▶ Your instructions
Copy the entries below word for word, from the line containing "Pick out each instance of the blue sky" through the line containing "<point>802,342</point>", both ends included. Leave the pictures out.
╭─ Extracted records
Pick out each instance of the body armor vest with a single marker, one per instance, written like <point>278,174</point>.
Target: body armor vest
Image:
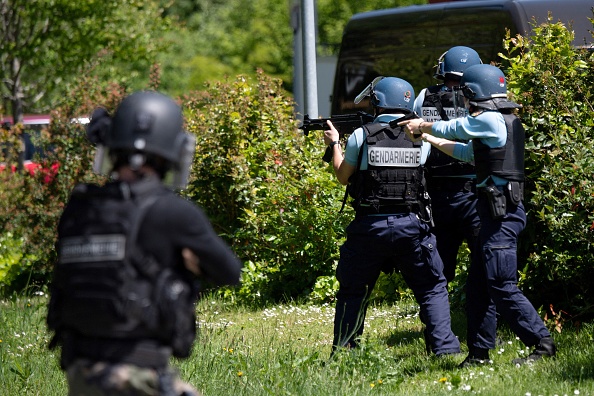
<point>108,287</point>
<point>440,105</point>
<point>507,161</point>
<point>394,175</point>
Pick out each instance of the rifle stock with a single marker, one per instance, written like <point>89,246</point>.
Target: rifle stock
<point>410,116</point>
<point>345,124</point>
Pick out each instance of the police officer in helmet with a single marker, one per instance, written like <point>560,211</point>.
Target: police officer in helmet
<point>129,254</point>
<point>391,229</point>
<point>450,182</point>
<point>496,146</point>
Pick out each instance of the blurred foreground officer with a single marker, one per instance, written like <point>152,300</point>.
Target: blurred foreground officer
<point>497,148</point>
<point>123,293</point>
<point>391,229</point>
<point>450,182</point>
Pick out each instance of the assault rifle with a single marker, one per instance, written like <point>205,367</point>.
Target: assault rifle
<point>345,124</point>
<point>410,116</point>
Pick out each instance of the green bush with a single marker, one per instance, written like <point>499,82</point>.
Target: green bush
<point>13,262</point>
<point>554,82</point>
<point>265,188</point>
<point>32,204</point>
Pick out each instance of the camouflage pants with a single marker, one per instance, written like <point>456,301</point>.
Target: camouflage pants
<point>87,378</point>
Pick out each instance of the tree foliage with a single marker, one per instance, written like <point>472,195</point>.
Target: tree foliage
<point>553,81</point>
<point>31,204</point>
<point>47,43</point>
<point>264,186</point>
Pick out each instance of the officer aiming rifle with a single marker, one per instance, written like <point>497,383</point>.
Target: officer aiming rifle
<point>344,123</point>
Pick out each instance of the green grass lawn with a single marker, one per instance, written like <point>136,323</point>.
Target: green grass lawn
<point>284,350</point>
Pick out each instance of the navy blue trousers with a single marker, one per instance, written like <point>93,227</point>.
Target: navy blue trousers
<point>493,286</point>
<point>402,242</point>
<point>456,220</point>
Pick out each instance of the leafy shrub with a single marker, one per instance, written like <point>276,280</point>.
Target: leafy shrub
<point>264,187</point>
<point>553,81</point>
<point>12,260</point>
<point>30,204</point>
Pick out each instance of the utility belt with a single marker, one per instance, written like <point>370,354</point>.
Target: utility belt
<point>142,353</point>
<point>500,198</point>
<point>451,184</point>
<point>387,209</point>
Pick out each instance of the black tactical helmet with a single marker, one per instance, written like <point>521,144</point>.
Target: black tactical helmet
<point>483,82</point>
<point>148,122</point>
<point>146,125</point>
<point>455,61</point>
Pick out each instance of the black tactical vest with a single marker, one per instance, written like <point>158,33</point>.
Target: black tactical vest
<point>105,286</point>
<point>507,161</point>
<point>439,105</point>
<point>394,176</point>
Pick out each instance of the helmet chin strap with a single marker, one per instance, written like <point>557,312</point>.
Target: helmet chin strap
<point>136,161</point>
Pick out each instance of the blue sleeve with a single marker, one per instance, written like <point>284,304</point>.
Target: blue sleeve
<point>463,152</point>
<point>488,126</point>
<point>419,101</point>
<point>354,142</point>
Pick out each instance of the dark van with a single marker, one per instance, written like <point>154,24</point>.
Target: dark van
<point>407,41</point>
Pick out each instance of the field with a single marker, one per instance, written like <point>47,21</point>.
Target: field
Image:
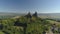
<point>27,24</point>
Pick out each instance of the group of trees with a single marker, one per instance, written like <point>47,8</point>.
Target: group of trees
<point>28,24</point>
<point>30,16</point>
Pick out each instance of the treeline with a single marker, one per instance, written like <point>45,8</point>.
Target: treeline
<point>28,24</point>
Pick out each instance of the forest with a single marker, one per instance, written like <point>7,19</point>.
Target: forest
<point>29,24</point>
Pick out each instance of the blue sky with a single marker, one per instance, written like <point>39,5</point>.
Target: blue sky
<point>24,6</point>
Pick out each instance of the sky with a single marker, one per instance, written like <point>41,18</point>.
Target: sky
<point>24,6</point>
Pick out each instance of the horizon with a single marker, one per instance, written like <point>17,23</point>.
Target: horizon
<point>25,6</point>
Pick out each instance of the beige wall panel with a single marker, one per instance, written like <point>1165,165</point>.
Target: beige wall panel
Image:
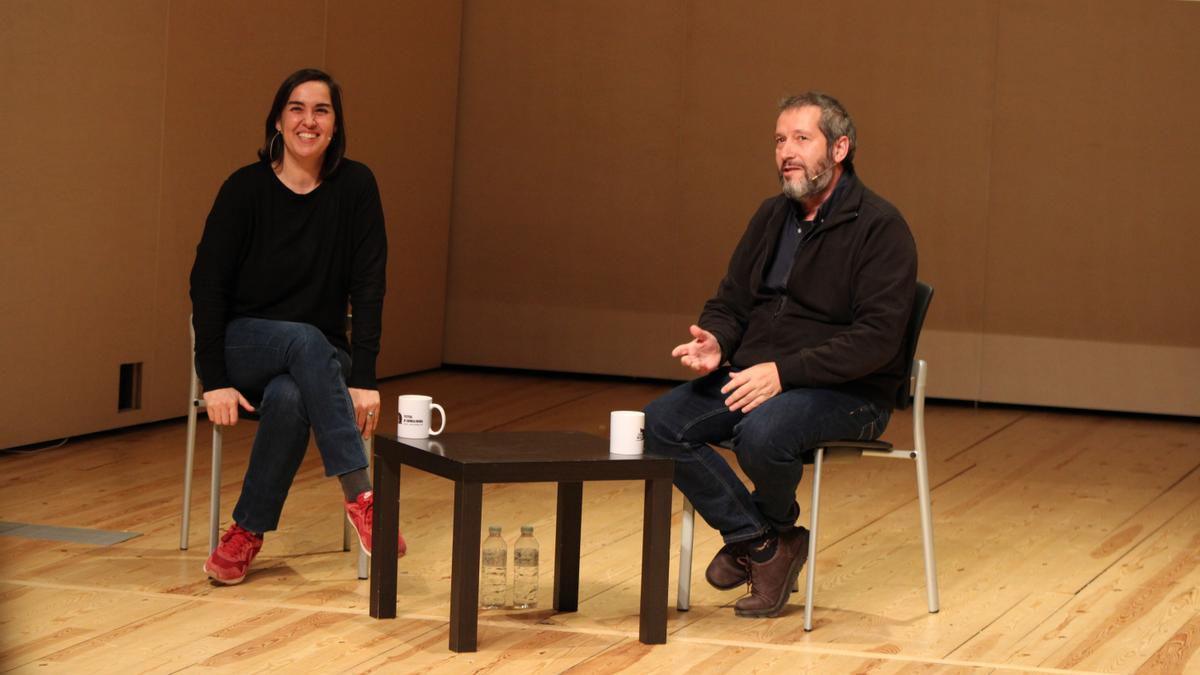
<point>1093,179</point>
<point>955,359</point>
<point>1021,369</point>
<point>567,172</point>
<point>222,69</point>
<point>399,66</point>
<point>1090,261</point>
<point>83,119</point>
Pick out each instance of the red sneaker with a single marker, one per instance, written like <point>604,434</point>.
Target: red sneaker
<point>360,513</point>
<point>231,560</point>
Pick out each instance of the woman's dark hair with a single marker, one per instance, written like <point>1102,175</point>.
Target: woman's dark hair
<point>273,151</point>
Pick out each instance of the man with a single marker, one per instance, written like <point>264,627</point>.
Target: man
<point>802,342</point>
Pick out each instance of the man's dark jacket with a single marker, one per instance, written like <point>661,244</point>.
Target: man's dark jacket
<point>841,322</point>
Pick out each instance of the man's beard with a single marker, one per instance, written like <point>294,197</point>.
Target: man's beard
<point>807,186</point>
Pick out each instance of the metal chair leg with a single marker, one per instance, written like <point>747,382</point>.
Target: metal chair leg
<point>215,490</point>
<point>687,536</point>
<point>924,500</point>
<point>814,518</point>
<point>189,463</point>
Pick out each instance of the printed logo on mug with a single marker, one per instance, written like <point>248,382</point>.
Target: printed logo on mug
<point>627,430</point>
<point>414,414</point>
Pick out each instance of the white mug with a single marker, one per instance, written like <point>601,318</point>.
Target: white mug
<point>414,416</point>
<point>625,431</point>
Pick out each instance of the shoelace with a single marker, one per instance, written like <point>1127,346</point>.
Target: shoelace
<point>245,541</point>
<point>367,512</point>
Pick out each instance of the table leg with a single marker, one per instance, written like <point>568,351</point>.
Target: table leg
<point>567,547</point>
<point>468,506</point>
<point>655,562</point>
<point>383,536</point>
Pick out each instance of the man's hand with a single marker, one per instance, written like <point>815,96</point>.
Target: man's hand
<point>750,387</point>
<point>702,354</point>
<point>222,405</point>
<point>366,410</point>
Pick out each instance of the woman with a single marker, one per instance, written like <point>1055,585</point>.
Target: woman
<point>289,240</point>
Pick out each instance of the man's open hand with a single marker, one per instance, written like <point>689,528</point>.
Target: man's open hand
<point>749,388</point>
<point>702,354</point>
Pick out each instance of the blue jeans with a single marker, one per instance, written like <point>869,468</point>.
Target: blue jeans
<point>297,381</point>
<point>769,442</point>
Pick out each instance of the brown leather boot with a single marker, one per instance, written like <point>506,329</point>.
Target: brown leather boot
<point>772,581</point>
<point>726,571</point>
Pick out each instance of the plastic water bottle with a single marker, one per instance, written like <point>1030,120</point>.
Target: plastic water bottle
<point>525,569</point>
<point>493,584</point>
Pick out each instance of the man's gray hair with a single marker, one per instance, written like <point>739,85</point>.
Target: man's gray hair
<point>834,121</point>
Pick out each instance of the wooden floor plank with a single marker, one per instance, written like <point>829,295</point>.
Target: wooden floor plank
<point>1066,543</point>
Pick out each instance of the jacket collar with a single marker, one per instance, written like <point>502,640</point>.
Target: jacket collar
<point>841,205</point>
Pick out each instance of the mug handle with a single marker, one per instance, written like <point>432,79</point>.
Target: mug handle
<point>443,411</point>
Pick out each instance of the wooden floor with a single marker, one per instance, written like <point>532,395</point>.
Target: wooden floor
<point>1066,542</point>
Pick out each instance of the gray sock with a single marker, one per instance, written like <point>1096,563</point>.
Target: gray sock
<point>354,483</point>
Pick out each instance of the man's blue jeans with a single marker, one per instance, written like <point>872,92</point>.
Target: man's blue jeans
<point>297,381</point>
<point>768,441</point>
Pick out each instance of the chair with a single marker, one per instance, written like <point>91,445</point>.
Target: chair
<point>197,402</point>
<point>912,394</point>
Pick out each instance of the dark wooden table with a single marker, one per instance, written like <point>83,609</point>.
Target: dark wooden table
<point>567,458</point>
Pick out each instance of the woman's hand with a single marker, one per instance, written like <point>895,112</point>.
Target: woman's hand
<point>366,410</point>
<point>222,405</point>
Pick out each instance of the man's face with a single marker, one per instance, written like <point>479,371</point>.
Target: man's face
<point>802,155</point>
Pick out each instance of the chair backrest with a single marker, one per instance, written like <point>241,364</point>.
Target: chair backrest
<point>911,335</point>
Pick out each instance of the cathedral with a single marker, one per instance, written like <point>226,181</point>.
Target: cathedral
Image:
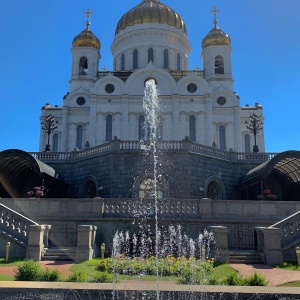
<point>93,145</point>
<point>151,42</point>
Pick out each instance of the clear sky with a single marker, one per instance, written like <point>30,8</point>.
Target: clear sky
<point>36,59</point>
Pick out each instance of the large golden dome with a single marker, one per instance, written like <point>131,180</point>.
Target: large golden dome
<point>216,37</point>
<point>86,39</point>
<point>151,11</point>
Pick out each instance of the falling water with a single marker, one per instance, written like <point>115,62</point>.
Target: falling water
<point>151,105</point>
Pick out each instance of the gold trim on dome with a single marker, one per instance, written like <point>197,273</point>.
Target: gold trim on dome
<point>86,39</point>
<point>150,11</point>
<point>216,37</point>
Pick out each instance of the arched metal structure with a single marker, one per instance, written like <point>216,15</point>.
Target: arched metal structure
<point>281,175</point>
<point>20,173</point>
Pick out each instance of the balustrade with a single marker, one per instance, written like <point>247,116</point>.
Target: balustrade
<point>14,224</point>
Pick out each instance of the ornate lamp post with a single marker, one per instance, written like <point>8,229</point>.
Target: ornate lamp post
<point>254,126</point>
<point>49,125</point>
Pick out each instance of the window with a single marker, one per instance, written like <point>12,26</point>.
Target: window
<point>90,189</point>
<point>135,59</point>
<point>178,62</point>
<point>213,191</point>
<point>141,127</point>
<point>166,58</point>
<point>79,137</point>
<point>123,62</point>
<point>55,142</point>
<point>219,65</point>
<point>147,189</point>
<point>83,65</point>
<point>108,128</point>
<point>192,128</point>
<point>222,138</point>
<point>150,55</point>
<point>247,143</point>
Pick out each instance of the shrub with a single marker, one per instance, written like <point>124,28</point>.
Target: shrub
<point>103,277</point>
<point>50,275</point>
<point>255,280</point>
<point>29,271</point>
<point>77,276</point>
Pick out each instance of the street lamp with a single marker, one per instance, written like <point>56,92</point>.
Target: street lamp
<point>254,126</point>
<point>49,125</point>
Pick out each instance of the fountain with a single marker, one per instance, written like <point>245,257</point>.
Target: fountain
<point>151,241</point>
╰─
▶ Written response
Pick out each instance of the blue sky with a single marker, one per instance, written like <point>39,5</point>.
Target: blue sky
<point>24,6</point>
Pick out each instance of the sky with a single marker, one per instance, written like <point>41,18</point>.
Target: sky
<point>24,6</point>
Pick out each instance of the horizon with a single marker, one per instance, written like <point>17,23</point>.
Target: horizon
<point>25,6</point>
Pick out each instance of the beige wall panel with a single marker, one per instance, written like <point>1165,165</point>.
Target: beige wall panel
Image:
<point>1093,179</point>
<point>955,359</point>
<point>1021,369</point>
<point>567,172</point>
<point>222,69</point>
<point>399,66</point>
<point>1090,261</point>
<point>83,119</point>
Pick out each instance of the red sneaker with a single marker, one per instance, written like <point>604,434</point>.
Target: red sneaker
<point>360,513</point>
<point>231,560</point>
Pick out each instance of the woman's dark hair with a single marker, one per instance, written like <point>1102,175</point>.
Target: woman's dark hair
<point>273,151</point>
Pick out each instance of the man with a single marker, one per instance, written like <point>264,627</point>.
Target: man
<point>802,342</point>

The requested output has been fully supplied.